[[ THE DATA open ]]

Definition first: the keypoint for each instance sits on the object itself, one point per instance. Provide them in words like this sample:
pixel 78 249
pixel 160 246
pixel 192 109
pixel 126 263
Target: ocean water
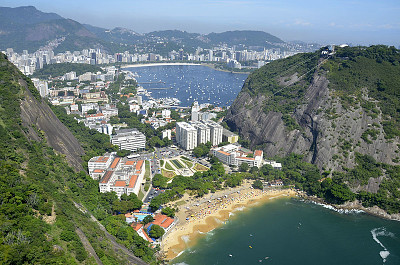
pixel 191 83
pixel 289 231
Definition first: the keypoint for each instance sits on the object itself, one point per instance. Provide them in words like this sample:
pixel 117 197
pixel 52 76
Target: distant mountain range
pixel 26 28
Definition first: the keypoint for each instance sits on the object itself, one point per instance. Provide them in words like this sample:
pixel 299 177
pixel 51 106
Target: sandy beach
pixel 198 216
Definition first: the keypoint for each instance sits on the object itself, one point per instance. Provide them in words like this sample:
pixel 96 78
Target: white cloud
pixel 301 22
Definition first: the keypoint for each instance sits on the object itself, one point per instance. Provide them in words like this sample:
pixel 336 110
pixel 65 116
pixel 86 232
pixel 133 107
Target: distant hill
pixel 42 184
pixel 244 37
pixel 26 28
pixel 337 110
pixel 24 15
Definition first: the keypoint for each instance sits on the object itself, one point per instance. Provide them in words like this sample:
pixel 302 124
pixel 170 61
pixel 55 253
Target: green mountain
pixel 337 109
pixel 46 198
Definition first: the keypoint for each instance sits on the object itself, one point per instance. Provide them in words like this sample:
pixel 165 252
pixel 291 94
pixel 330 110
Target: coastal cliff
pixel 298 105
pixel 40 122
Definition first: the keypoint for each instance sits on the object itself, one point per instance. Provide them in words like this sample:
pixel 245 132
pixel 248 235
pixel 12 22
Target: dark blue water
pixel 287 231
pixel 191 83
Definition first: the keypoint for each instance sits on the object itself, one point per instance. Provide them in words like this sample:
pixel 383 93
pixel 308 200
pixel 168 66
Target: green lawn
pixel 147 167
pixel 168 166
pixel 189 164
pixel 177 164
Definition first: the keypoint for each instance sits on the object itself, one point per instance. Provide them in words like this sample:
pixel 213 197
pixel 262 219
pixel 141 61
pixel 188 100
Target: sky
pixel 358 22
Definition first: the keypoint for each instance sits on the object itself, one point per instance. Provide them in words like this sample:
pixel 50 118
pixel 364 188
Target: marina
pixel 189 83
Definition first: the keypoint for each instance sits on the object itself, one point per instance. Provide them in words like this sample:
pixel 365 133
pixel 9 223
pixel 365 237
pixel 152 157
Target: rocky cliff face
pixel 42 122
pixel 328 134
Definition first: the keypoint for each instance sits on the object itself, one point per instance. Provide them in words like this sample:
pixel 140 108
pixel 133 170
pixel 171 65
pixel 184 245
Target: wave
pixel 345 211
pixel 239 208
pixel 381 231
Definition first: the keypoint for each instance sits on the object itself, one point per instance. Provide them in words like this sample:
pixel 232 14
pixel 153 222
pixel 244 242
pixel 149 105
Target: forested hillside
pixel 337 109
pixel 39 222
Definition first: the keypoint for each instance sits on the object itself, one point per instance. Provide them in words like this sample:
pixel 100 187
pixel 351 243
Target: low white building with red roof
pixel 233 155
pixel 123 176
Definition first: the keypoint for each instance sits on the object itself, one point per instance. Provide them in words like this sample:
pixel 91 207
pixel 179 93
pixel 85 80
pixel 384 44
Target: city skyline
pixel 356 22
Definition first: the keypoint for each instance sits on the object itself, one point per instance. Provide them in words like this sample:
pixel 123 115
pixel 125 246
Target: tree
pixel 168 211
pixel 156 231
pixel 147 219
pixel 257 184
pixel 244 167
pixel 91 111
pixel 159 181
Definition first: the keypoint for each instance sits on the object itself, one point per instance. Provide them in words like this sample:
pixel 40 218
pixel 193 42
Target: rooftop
pixel 107 177
pixel 120 183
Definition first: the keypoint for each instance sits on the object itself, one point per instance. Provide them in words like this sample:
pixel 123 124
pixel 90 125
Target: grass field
pixel 199 167
pixel 168 166
pixel 177 164
pixel 189 164
pixel 167 173
pixel 185 158
pixel 141 195
pixel 147 172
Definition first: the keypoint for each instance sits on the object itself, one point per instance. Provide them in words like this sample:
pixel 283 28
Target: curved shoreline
pixel 210 214
pixel 210 65
pixel 156 64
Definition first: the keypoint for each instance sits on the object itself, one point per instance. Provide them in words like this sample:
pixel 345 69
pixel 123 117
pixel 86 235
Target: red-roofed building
pixel 115 163
pixel 231 155
pixel 163 221
pixel 99 163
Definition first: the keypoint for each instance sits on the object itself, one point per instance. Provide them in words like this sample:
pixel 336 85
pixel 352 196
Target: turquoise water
pixel 191 83
pixel 288 231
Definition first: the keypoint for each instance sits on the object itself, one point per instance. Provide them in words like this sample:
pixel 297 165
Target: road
pixel 165 153
pixel 132 259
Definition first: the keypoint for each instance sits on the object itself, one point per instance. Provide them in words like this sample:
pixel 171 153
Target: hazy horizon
pixel 355 22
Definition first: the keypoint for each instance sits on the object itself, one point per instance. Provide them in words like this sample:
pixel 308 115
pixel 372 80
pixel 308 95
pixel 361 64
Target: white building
pixel 129 139
pixel 123 177
pixel 186 135
pixel 109 112
pixel 203 132
pixel 89 106
pixel 166 113
pixel 232 155
pixel 99 163
pixel 166 134
pixel 195 111
pixel 41 86
pixel 215 132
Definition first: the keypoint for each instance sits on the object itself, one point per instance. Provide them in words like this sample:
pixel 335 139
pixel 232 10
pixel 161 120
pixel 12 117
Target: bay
pixel 289 231
pixel 190 83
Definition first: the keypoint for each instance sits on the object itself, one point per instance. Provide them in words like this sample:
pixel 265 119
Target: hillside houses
pixel 121 175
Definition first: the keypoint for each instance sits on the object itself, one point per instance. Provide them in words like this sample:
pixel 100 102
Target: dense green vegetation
pixel 59 69
pixel 33 181
pixel 38 190
pixel 93 142
pixel 376 69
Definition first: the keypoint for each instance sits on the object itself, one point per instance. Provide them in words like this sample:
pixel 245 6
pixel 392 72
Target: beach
pixel 197 216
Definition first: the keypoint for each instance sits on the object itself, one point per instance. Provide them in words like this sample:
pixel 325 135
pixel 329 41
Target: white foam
pixel 381 231
pixel 186 239
pixel 180 263
pixel 239 208
pixel 345 211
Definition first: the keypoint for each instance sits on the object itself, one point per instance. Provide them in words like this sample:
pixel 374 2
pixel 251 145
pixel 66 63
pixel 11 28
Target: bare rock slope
pixel 328 134
pixel 42 123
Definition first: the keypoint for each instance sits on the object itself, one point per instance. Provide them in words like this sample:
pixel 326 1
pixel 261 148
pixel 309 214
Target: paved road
pixel 87 245
pixel 132 259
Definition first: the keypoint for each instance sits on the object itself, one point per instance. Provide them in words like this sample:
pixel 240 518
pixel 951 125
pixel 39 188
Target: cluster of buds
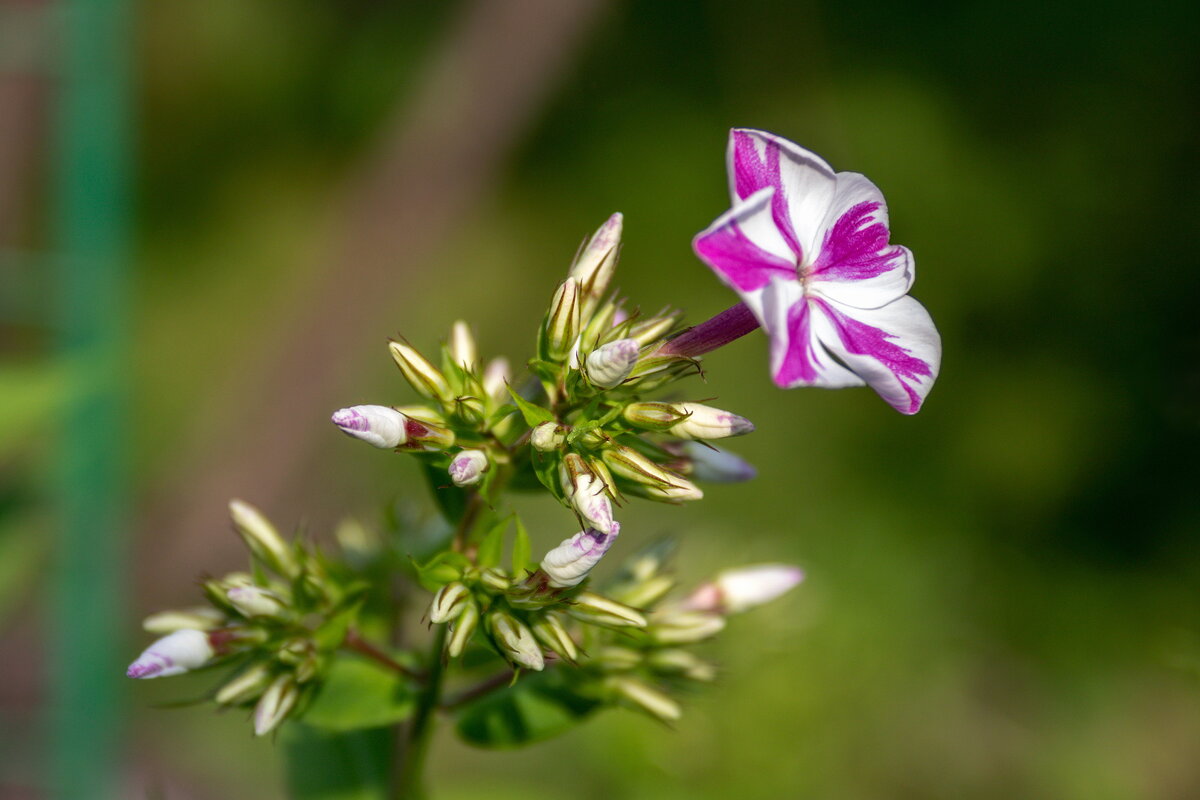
pixel 462 416
pixel 274 625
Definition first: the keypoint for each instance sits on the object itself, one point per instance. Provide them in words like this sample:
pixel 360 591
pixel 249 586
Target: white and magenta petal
pixel 797 358
pixel 804 185
pixel 855 263
pixel 745 250
pixel 895 349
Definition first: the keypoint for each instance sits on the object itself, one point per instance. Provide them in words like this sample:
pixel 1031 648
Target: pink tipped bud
pixel 737 590
pixel 568 564
pixel 611 364
pixel 173 655
pixel 376 425
pixel 468 467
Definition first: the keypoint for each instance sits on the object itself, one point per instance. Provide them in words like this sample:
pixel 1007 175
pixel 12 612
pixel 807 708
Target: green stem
pixel 412 773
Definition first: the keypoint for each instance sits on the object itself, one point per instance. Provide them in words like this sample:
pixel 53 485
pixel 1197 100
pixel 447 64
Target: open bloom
pixel 807 250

[[ THE DATA closed ]]

Within the listing above, give again exactly every line from the line with "pixel 352 196" through the line with "pixel 361 64", both included, and no other line.

• RESPONSE
pixel 352 196
Target: turquoise water
pixel 191 83
pixel 288 231
Definition first: the keypoint for each instance sits on the object itself, one point per instance. Provide them in words like this sample:
pixel 297 165
Target: road
pixel 165 153
pixel 132 259
Definition first: the keypoint for each instance sits on the object itself, one point per instance. Provide them in words like this sample:
pixel 171 153
Target: hazy horizon
pixel 355 22
Definition first: the keypoint for each instance sits on the object itself, one point per instance. Provide them in words like this sample:
pixel 308 115
pixel 372 80
pixel 308 95
pixel 361 64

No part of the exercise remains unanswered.